Substack

Friday, December 7, 2012

Gift giving to influence decision making

Ulrike Malmendier and Klaus Schmidt have a very appropriate working paper on the corrosive effects of official gift transactions. They outline the problem,
In a typical scenario, a procurement manager receives gifts (ranging from small “tokens of appreciation” such as pens or coffee mugs to precious bottles of wine or event tickets) from a supplier, who hopes to get favorable treatment relative to his competitors, even if his competitors offer better or cheaper products. Similarly, politicians and regulators receive gifts or campaign contributions from lobbyists trying to affect their decisions in favor of special interest groups. In both examples the recipient of the gift makes a decision on behalf of a “client” who is often anonymous: the shareholders of the procurement manager and the general public... a physician may prescribe more drugs of a pharmaceutical company after attending a conference sponsored by that company because he wants to get more sponsoring in the future or because of scientific information provided at the conference... Such practices have raised concerns – and stirred a regulatory debate – about the influence of gifts. Gift giving has been blamed as a major contributor to weak corporate governance, to the dramatic rise of health care costs, and to wasteful pork barrel politics.
And they find that even small gifts have outsized negative externalities,
In a series of experiments, we show that, even without incentive or informational effects, small gifts strongly influence the recipient’s behavior in favor of the gift giver, in particular when a third party bears the cost. Subjects are well aware that the gift is given to influence their behavior but reciprocate nevertheless. Withholding the gift triggers a strong negative response... We also show that disclosure and size limits are not effective in reducing the effect of gifts, consistent with our model... The main contribution of our paper is to show that there is an additional  and powerful effect of the gift per se. Subjects reciprocate to (small) gifts even if there are no monetary incentives for doing so and if the gift does not convey positive information about the product. The laboratory setting allows us to exclude future interaction, informational content, or any (other) monetary incentives as explanations for such a response. We show a significant effect even for small-scale gifts that amount to little compared to the income of the recipient. We also find that the effect is significantly stronger when it comes at the expense of a third party, compared to the classic gift exchange situation with two parties.

• Excerpted data
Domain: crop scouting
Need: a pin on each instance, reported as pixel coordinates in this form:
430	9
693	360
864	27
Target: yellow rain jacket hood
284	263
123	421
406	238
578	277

• Parts of the exercise
[1] Answer these from the gift-giving post:
(a) Who wrote the working paper the post discusses?
(b) Which gifts, from small to costly, does the procurement example name?
(c) According to the authors, how well do disclosure and size limits reduce the effect of gifts?
[2] Turn the paragraph of the gift-giving post that begins "In a series of experiments" into a short bulleted list of its main findings.
[3] List every problem that the gift-giving post says gift giving has been blamed for contributing to.

• Numbered responses
[1]
(a) Ulrike Malmendier and Klaus Schmidt.
(b) Pens, coffee mugs, precious bottles of wine, and event tickets.
(c) They are not effective.

[2]
- Even without incentive or informational effects, small gifts strongly sway the recipient toward the giver, especially when a third party bears the cost.
- Subjects know the gift is meant to influence them but reciprocate anyway.
- Withholding the gift triggers a strong negative response.
- Disclosure and size limits do not reduce the effect of gifts.
- The main contribution is showing an additional, powerful effect of the gift itself, apart from monetary incentives or product information.
- The lab setting rules out future interaction, informational content, and other monetary incentives as explanations.
- The effect is significant even for gifts that are small compared with the recipient's income.
- The effect is significantly stronger when it comes at a third party's expense than in two-party gift exchange.

[3]
- Weak corporate governance
- The dramatic rise of health care costs
- Wasteful pork barrel politics